## Task inputs

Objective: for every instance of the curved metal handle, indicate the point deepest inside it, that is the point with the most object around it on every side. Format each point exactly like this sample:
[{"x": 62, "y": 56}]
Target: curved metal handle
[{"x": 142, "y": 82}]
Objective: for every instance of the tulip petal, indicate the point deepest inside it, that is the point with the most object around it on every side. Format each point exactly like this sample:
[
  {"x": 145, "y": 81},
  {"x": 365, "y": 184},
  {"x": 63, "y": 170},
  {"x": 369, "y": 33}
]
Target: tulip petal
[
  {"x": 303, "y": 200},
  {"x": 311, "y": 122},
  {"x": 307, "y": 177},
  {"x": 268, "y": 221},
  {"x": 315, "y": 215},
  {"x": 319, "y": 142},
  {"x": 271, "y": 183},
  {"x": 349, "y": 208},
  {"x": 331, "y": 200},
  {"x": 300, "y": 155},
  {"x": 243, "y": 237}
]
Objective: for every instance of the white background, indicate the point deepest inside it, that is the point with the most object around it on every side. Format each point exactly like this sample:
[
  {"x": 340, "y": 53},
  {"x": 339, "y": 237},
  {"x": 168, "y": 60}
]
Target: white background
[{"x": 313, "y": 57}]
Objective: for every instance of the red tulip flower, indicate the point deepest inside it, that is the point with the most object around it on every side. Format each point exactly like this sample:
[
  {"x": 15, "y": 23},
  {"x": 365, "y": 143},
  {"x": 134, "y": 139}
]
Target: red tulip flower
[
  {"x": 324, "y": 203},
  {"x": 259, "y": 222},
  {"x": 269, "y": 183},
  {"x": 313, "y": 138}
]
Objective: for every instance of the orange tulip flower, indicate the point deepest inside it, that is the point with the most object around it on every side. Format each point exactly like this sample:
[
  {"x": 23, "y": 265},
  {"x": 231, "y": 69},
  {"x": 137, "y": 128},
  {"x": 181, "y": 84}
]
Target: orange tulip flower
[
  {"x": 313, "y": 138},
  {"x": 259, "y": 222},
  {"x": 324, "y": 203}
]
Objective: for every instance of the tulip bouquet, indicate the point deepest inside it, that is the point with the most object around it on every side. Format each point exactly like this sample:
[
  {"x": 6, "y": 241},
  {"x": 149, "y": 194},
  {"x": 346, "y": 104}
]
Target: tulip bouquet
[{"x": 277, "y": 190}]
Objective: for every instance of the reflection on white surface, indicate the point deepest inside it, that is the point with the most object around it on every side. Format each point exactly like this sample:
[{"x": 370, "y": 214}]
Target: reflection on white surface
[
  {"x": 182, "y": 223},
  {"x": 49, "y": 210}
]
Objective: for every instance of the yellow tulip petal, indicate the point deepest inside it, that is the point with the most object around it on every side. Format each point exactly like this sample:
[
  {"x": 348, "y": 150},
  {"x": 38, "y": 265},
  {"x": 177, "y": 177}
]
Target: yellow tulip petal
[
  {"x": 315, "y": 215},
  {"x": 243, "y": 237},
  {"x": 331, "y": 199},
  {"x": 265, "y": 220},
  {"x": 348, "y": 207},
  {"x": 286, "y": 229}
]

## Prompt
Exactly as written, give the line containing "Objective: for every instance of the tulip bouquet, indicate" and all remaining lines of the records.

## Solution for this task
Objective: for every instance of the tulip bouquet, indicate the point deepest inside it, that is the point with the most object around it on every side. Format each point exactly like this sample:
[
  {"x": 6, "y": 241},
  {"x": 149, "y": 194},
  {"x": 346, "y": 104}
]
Target: tulip bouquet
[{"x": 277, "y": 190}]
Objective: for every instance of the reflection on white surface, indicate the point deepest inside it, that is the point with the most object around it on every side. Format each point exactly like this sample:
[{"x": 370, "y": 214}]
Target: reflection on white surface
[
  {"x": 182, "y": 223},
  {"x": 49, "y": 210}
]
Objective: for every instance of the yellow tulip petal, indicate the point deepest inside it, that is the point with the most object around it on every side. Format each point exactly like this sample:
[
  {"x": 348, "y": 150},
  {"x": 38, "y": 265},
  {"x": 177, "y": 177}
]
Target: yellow tulip petal
[
  {"x": 315, "y": 215},
  {"x": 243, "y": 237},
  {"x": 331, "y": 199},
  {"x": 265, "y": 220},
  {"x": 348, "y": 207},
  {"x": 286, "y": 229}
]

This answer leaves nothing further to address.